● **PROBLEM STATEMENT**
Show every line in the material below in which the string "windshield" appears.

● **SUPPLIED DATA**
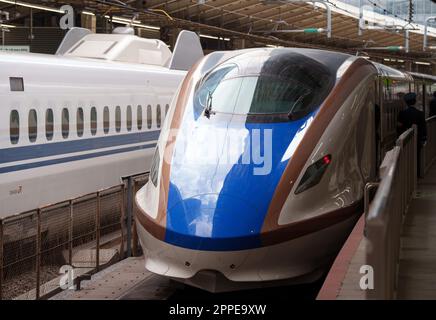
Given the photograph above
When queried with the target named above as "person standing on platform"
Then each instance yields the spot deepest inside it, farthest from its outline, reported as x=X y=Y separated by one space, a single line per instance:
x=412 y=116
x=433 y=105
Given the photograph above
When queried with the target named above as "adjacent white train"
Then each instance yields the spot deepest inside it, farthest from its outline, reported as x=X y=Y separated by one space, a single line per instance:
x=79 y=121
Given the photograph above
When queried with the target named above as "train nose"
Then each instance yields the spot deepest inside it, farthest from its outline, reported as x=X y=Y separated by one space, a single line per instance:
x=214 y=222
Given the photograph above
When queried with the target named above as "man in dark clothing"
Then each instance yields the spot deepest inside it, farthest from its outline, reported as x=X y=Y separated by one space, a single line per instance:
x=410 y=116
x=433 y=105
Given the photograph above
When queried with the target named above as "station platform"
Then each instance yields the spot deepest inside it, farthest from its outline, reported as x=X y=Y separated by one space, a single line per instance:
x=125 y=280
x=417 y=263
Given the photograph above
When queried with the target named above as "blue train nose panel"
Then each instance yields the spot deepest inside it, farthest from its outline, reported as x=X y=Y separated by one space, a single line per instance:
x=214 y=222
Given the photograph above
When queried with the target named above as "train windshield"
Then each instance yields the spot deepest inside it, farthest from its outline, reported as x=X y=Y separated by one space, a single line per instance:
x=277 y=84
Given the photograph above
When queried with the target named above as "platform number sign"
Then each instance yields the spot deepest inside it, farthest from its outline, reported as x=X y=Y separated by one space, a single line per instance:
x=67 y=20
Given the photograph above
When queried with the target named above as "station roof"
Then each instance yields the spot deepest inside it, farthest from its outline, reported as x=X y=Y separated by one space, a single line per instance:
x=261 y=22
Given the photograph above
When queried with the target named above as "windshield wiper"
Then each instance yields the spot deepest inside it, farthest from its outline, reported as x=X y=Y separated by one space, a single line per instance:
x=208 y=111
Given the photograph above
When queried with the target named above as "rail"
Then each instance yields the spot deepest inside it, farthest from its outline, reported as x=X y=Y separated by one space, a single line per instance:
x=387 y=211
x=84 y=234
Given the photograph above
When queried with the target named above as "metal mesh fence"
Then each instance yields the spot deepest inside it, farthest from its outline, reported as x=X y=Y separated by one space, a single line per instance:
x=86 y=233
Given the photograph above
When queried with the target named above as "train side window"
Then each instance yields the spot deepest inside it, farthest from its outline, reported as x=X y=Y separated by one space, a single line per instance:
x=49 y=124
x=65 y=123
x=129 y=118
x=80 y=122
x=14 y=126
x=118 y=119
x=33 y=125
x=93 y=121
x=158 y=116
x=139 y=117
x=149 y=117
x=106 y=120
...
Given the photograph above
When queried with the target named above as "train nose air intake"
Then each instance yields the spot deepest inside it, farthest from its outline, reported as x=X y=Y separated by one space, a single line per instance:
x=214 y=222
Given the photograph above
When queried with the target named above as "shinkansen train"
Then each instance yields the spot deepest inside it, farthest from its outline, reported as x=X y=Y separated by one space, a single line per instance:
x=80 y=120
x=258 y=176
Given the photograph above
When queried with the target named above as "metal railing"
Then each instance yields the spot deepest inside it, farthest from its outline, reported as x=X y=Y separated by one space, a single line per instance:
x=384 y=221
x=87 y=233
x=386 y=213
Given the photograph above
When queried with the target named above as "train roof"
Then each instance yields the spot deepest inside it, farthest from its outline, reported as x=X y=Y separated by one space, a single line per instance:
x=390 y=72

● **SOLUTION TO THIS EXERCISE**
When queried with the target named above as "train windshield"
When queried with the target named above as "windshield wiper"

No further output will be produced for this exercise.